**** Supplied records ****

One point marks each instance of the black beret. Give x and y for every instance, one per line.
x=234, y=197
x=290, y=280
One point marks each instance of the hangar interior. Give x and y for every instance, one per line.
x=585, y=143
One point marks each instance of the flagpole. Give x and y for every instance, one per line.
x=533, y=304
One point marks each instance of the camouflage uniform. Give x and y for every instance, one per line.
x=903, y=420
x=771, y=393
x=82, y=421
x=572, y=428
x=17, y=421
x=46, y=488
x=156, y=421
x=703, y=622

****
**** Supplied records ****

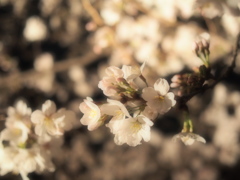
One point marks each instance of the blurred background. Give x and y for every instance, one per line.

****

### Short problem
Render the listing lines between the one holding "One point marks each instance of the hangar" and the one holding "x=533, y=304", inclusive, as a Markdown table with the columns Row and Line, leaving out any blank lines.

### Expected answer
| Row | Line |
|---|---|
| 1 | One point marks each instance of the hangar interior. Give x and y for every instance, one per line. |
| 2 | x=585, y=143 |
| 3 | One point marks each instance of the flagpole. Give x and y for every instance, one per line. |
| 4 | x=533, y=304 |